• GIVEN REQUEST 1: Output, exactly as they appear, the lines of the records running from the line containing "vest in this photo." through the end of the records.

• GIVEN TEXT:
[start]

Communications Authority of Kenya (CA)

Agency overview
- Formed: 1999
- Jurisdiction: Government of Kenya
- Headquarters: CA Centre Nairobi Regional Offices : Nairobi I Mombasa I Kisumu I Nyeri
- Minister responsible: Hon. William Kabogo, Cabinet Secretary, Ministry of Information, Communications and the Digital Economy., Prof. Edward Kisiang'ani, CBS, Principal Secretary, State Department for Broadcasting and Telecommunications;
- Agency executives: Mary Mungai, CBS, Chairperson, Board of Directors; David Mugonyi, EBS, Director General;
- Parent agency: Ministry of Information, Communications and the Digital Economy (https://ict.go.ke/)
- Website: https://ca.go.ke/

= Communications Authority of Kenya =

Communications agency in Kenya

The Communications Authority of Kenya (CA) is the independent regulatory agency for the ICT (Information, Communications and Technology) industry in Kenya with responsibilities in telecommunications, e-commerce, broadcasting, cyber security, and postal/courier services. The CA is also responsible for managing the country's numbering and frequency spectrum resources, administering the Universal Service Fund (USF) as well as safeguarding the interests of users of ICT services.

The Authority began its operations on 1 July 1999 as the Communications Commission of Kenya (CCK) after the split of the Kenya Posts and Telecommunications Corporation (KPTC), following the enactment of the Kenya Information and Communications Act (KICA), 1998.

Since its establishment, the Authority has executed its mandate through implementation of five Strategic Plans, which are aligned with the national priorities, regional and international development frameworks.

The Authority’s current 5th Strategic Plan 2023-2027 is aligned with the Bottom Economic Transformation Agenda (BETA); 4th Medium Term Plan 2023-2027; Kenya National Digital Master Plan 2022-2023; Kenya Vision 2030; East African Community (EAC) Vision 20250; Agenda 2063 – The Africa We Want; and the 2030 Agenda for Sustainable Development.

==Mandate==

The Communications Authority of Kenya's responsibility entails:
- Licensing all systems and services in the communications industry, including; telecommunications, postal, courier and broadcasting.
- Managing the country’s frequency spectrum and numbering resources.
- Facilitating the development of e-commerce.
- Type approving and accepting communications equipment meant for use in the country.
- Protecting consumer rights within the communications environment.
- Managing competition within the sector to ensure a level playing ground for all players.
- Regulating retail and wholesale tariffs for communications services.
- Managing the universal access fund to facilitate access to communications services by all in Kenya.
- Monitoring the activities of licensees to enforce compliance with the license terms and conditions as well as the law.
Below are some of the relevant sector regulations:
- Kenya Information and Communications Act, 1998
- Kenya Information and Communications (Fair Competition and Equality of Treatment) Regulations, 2010
- Kenya Information and Communication (Dispute Resolution) Regulations, 2010
- Kenya Information and Communications (Interconnection and Provision of Fixed Links, Access and Facilities) Regulations, 2010
- Kenya Information and Communication (Tariff) Regulations, 2010
- The Kenya Communications (Broadcasting) Regulations, 2009
- The Kenya Communications Regulations, 2001

==History==
Kenya gained independence from the United Kingdom in 1963, an event which transformed the colonial laws and policy development towards telecommunications, broadcasting and the media.

[end]

• DATA LISTING:

[start]

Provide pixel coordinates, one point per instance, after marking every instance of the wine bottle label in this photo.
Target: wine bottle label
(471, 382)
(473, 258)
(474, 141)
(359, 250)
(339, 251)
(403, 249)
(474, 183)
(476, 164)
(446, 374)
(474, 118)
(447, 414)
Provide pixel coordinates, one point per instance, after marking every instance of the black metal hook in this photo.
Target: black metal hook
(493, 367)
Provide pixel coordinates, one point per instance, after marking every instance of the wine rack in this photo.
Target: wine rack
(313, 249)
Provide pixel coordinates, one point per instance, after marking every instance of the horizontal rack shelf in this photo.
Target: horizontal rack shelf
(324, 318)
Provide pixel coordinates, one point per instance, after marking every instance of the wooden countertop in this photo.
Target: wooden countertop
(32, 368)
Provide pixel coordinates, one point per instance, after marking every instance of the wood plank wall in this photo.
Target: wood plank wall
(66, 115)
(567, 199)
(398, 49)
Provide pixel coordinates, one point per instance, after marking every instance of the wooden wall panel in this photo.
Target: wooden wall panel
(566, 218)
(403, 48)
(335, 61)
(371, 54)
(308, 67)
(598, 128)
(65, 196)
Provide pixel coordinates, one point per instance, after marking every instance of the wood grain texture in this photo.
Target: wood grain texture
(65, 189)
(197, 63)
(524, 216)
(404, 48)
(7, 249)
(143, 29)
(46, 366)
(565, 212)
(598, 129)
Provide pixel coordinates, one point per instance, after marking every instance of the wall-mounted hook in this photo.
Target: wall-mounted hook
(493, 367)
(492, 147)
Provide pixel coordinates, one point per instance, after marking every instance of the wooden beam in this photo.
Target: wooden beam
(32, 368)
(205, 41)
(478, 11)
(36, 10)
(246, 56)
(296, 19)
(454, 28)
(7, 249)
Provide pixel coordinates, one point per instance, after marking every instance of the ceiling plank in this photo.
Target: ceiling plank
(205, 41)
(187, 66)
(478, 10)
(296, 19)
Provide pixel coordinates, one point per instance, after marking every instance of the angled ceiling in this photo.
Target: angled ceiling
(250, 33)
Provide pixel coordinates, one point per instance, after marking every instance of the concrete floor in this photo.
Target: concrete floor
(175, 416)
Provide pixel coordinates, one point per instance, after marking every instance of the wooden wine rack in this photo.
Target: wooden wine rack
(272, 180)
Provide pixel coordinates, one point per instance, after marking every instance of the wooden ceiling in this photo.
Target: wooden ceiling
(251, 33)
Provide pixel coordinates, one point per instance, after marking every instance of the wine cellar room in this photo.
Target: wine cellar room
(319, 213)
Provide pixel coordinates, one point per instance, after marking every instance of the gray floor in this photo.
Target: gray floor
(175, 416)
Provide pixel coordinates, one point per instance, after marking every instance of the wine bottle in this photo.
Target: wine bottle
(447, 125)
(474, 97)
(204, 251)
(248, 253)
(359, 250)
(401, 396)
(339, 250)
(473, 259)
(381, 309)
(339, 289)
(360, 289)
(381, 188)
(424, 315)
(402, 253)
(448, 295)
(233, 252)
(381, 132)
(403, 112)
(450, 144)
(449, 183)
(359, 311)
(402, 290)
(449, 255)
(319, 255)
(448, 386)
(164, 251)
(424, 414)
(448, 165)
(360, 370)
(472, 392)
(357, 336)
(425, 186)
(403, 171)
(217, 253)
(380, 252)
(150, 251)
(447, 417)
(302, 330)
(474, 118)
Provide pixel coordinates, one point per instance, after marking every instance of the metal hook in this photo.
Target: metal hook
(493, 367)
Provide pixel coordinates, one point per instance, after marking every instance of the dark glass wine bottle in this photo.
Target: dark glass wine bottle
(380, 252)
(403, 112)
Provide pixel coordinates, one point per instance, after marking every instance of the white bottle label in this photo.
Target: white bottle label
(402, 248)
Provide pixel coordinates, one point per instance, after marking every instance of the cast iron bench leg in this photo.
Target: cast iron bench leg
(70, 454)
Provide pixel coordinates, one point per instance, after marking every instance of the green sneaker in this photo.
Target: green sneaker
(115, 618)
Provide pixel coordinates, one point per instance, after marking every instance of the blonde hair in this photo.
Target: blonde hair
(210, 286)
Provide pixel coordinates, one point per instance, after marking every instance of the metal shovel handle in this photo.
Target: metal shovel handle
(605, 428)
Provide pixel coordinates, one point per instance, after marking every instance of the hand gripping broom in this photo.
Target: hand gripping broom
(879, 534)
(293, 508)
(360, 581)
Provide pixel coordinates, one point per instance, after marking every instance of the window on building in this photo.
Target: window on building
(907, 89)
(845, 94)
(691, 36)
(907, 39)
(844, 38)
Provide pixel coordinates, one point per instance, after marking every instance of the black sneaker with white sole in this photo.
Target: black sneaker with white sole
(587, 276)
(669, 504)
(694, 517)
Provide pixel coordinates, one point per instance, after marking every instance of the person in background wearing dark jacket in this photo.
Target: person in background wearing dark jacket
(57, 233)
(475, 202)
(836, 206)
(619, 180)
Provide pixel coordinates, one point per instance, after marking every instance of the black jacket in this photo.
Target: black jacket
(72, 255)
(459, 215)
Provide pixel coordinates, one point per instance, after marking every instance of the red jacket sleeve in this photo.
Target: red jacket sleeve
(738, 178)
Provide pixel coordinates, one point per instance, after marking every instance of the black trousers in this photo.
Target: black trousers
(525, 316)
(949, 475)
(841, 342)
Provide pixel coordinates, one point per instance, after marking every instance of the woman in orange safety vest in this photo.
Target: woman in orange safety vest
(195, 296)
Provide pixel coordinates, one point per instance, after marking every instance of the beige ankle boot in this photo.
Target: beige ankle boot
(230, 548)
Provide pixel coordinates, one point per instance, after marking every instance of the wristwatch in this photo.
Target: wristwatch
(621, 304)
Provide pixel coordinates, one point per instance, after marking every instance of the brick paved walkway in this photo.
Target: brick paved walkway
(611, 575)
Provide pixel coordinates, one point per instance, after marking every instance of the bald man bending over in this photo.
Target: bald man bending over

[end]

• GIVEN REQUEST 2: Return, word for word, the stretch of the Communications Authority of Kenya text from "The Communications Authority of Kenya (CA)" through "of ICT services.".

• EXPECTED OUTPUT 1:
Provide pixel coordinates, one point per instance, after marking every instance of the woman in orange safety vest in this photo.
Target: woman in orange safety vest
(195, 296)
Provide pixel coordinates, one point per instance, after marking every instance of the beige ankle boot in this photo.
Target: beige ankle boot
(230, 548)
Provide pixel coordinates, one point per instance, after marking every instance of the wristwatch in this photo.
Target: wristwatch
(621, 304)
Provide pixel coordinates, one point per instance, after marking every instance of the brick paved walkway in this photo.
Target: brick paved walkway
(611, 575)
Provide pixel coordinates, one point per instance, after marking every instance of the bald man bending over in this photo.
Target: bald man bending over

• EXPECTED OUTPUT 2:
The Communications Authority of Kenya (CA) is the independent regulatory agency for the ICT (Information, Communications and Technology) industry in Kenya with responsibilities in telecommunications, e-commerce, broadcasting, cyber security, and postal/courier services. The CA is also responsible for managing the country's numbering and frequency spectrum resources, administering the Universal Service Fund (USF) as well as safeguarding the interests of users of ICT services.